Pull out every row below that contains the word "blue", and copy each of those rows in full.

---------- Excerpted data ----------

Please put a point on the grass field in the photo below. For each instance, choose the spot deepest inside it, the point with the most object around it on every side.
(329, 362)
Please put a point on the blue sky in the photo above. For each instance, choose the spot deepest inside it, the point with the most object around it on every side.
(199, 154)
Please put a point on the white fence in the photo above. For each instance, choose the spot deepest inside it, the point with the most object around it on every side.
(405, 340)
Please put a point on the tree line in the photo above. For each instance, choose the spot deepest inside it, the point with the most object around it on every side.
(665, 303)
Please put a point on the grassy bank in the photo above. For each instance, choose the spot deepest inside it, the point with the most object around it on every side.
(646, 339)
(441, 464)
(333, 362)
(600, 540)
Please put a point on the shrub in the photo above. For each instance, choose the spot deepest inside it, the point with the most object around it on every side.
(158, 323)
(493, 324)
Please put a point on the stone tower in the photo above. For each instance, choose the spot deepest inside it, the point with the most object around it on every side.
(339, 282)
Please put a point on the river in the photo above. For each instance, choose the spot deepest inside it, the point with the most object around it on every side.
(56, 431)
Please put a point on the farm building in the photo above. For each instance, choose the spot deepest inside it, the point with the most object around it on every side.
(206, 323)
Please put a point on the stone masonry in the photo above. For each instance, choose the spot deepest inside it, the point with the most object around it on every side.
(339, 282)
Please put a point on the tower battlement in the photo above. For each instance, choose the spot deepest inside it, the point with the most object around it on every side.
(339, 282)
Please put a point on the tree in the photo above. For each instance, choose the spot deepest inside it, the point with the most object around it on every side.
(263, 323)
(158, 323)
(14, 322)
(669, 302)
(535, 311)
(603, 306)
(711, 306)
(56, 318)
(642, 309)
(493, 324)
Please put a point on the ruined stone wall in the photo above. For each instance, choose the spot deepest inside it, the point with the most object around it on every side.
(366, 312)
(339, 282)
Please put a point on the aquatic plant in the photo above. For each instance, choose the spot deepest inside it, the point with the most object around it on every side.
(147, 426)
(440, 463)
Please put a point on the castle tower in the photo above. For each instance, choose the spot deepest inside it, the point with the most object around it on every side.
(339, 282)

----------
---------- Excerpted data ----------

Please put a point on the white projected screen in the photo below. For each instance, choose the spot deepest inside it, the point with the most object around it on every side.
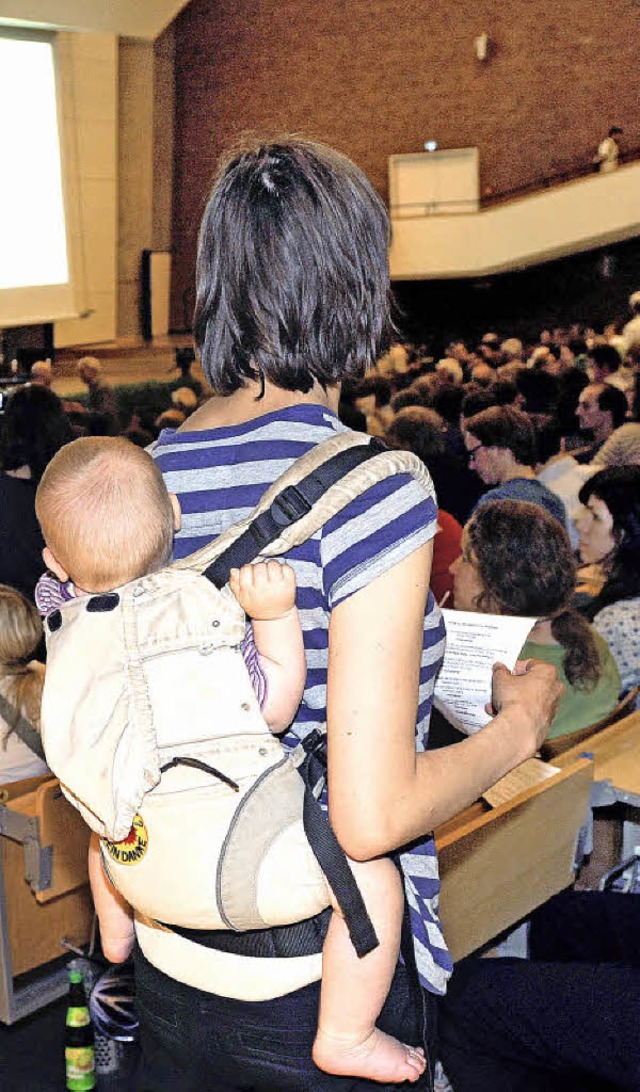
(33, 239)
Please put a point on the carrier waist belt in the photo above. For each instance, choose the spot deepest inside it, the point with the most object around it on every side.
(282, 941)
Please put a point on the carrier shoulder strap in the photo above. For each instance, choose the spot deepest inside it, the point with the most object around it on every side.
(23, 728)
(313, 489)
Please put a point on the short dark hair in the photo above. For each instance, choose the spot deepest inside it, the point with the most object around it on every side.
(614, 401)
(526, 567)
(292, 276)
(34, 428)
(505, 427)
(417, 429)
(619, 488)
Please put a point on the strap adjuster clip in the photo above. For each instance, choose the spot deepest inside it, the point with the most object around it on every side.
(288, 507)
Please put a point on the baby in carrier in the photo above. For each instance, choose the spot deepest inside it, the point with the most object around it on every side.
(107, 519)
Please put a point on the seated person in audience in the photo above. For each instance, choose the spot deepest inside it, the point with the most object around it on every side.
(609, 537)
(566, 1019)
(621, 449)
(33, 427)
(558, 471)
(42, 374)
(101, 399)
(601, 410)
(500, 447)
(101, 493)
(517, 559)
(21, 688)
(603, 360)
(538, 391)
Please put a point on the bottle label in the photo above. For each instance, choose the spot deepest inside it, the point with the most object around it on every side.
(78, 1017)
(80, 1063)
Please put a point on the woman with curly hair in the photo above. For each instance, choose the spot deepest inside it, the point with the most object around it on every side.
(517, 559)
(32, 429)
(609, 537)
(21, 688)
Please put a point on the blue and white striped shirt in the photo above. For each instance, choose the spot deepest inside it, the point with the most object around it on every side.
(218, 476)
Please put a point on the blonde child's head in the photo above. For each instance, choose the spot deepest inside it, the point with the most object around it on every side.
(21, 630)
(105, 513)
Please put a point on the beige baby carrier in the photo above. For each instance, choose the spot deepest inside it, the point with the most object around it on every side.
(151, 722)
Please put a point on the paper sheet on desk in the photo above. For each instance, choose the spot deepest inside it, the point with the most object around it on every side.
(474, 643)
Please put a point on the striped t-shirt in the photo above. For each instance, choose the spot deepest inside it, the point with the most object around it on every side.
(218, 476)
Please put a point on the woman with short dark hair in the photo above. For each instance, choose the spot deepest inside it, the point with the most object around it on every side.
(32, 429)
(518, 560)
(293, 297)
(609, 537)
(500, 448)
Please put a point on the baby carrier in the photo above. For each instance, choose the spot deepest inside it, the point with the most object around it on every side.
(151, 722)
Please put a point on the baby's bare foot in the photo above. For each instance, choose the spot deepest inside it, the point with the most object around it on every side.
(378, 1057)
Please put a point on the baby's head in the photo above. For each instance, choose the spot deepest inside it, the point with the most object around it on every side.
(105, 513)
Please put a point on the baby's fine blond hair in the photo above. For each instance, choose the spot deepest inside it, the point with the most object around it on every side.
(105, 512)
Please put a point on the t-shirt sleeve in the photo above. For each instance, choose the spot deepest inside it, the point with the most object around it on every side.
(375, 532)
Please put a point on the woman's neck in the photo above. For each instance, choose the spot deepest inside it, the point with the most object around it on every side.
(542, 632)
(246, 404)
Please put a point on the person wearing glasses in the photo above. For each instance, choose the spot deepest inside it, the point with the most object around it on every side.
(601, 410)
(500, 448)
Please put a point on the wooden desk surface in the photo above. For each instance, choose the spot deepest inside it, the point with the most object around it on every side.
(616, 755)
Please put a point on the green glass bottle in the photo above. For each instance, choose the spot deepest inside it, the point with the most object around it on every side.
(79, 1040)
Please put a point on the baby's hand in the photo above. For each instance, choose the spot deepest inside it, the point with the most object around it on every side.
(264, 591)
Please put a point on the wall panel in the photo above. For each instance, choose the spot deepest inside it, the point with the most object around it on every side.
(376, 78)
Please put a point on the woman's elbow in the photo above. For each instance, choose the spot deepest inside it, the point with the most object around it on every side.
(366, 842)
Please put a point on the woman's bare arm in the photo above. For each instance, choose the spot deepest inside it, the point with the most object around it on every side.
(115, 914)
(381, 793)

----------
---------- Excerpted data ----------

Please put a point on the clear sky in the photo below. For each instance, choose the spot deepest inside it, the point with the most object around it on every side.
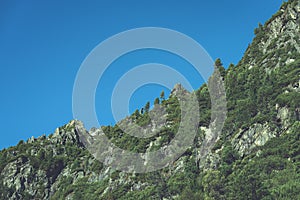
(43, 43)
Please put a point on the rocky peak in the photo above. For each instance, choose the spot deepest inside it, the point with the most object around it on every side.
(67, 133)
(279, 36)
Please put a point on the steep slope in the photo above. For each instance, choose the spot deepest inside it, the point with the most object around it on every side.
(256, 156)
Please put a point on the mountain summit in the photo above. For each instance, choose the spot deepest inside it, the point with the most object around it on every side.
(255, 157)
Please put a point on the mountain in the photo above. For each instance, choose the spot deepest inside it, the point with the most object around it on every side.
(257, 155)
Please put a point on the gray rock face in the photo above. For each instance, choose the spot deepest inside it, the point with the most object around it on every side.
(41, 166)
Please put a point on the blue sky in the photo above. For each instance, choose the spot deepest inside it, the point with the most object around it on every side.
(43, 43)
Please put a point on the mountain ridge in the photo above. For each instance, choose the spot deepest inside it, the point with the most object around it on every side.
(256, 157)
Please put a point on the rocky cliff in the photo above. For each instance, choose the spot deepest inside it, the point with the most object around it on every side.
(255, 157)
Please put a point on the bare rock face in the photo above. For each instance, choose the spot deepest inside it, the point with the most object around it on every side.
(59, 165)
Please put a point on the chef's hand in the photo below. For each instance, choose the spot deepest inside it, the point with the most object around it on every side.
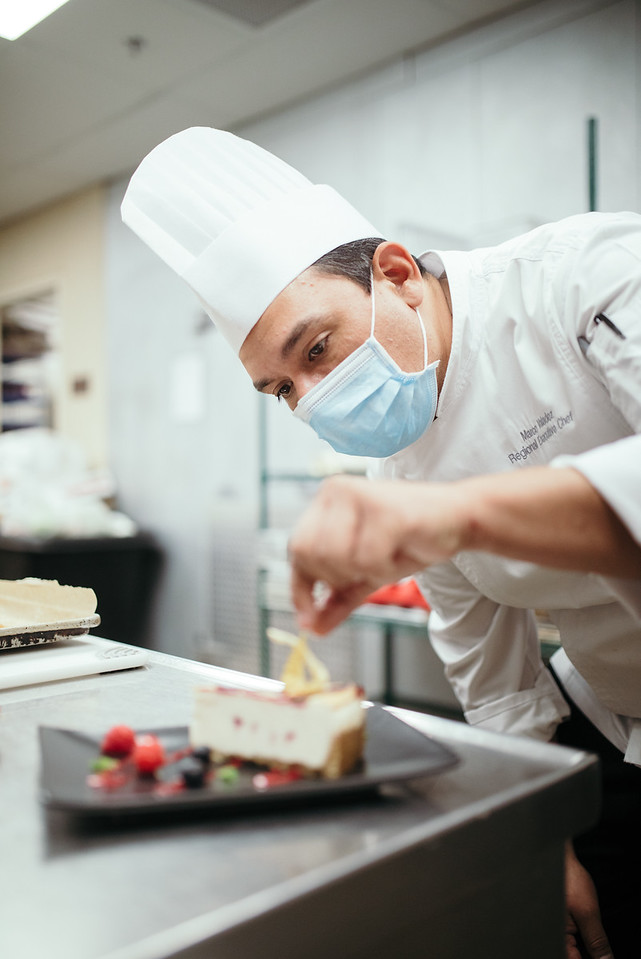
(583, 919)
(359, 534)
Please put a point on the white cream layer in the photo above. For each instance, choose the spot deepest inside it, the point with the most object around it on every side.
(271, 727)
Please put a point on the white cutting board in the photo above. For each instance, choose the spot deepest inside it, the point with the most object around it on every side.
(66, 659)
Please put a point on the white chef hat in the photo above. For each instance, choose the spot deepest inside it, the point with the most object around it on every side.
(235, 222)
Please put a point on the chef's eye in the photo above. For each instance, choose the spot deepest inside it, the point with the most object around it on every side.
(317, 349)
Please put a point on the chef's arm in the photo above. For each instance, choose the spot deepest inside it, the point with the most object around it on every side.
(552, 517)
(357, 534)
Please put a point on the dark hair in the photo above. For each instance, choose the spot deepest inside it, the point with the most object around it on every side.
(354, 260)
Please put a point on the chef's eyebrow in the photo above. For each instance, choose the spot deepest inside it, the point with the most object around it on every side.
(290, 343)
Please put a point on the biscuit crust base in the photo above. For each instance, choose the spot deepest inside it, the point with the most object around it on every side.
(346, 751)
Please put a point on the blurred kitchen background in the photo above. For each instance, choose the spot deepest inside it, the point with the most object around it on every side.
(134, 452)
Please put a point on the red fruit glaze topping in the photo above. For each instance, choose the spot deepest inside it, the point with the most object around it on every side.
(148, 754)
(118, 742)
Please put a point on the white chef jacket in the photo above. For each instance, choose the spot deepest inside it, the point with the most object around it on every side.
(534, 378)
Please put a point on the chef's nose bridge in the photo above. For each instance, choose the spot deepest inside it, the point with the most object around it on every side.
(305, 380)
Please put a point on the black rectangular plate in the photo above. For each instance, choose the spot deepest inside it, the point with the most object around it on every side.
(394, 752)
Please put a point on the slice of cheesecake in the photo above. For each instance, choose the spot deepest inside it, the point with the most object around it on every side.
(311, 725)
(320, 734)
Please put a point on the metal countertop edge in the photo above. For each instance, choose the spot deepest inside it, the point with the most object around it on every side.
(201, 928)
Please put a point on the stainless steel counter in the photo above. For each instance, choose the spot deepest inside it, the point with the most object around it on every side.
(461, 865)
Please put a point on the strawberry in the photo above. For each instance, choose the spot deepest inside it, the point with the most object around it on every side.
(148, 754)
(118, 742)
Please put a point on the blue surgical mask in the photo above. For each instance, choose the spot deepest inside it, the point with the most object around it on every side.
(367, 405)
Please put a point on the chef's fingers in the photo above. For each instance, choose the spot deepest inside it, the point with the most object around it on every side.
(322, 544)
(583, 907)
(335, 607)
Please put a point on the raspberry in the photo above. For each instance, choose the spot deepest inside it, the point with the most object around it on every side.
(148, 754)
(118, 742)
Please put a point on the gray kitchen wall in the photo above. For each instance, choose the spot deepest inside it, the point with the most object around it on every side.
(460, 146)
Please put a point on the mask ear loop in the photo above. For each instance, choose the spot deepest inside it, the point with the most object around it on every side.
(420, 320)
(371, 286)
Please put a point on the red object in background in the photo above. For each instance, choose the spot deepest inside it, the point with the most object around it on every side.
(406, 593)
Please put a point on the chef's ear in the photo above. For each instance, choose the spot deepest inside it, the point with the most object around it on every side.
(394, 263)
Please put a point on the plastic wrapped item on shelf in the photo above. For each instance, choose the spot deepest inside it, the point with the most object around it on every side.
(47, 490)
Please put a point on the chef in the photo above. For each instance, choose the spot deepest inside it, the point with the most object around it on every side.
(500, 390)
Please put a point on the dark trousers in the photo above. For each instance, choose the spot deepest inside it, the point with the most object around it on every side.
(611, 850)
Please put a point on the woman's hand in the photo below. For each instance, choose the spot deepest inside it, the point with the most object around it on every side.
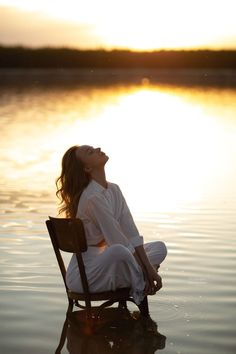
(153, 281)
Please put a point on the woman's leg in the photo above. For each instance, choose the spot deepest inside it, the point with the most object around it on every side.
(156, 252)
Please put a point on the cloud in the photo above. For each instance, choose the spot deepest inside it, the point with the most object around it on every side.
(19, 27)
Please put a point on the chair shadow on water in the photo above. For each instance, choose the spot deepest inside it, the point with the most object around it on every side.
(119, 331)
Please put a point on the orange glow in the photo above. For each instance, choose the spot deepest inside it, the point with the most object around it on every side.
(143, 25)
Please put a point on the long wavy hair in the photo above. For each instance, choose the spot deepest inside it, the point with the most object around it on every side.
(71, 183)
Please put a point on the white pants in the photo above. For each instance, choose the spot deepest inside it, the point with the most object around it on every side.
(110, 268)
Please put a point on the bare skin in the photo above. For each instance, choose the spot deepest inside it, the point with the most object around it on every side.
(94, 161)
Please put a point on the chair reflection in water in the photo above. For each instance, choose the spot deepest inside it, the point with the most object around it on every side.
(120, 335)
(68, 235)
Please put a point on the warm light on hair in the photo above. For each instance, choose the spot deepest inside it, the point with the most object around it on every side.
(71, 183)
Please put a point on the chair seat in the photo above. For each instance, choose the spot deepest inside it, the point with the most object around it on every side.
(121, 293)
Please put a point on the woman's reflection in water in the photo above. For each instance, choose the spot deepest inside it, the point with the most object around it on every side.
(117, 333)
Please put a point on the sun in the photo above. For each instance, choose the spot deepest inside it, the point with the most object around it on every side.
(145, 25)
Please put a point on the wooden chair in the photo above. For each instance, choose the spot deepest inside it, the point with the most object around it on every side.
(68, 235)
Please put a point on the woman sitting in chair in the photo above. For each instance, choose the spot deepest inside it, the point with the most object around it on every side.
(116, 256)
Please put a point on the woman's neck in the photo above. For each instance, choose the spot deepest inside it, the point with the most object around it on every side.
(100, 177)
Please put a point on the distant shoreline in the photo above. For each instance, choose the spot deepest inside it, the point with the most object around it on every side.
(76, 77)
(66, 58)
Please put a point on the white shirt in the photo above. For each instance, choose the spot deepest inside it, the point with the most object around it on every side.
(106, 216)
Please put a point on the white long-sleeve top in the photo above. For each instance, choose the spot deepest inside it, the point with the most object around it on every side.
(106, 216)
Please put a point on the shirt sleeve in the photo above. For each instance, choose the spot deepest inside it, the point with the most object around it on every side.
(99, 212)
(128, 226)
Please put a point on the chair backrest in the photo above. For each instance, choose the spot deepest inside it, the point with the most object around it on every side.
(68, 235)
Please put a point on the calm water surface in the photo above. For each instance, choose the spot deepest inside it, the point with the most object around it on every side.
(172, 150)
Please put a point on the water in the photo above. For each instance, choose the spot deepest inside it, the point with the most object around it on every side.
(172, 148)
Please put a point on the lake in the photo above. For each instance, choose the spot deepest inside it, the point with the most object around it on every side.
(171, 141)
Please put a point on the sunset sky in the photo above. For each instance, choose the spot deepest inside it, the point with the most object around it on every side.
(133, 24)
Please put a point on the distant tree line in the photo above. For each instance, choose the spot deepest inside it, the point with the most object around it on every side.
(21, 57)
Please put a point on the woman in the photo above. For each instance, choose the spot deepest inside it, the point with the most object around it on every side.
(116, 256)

----------

#### Answer in full
Please put a point on the blue sky in the photo above. For each instance, choose the spot deepest inside it, the point with the most object around it on every side.
Please put a point on the blue and white striped shirt in the photo above. For each instance, choose the spot deepest inside it, the point with the most object around it on every side.
Please put a point on the blue sky in the photo above. For each instance, choose the spot deepest inside it, the point with the most object around it on every side.
Please put a point on the blue surgical mask in the photo above. For each instance, choose the spot deepest inside it, the point with the most object around it on every side.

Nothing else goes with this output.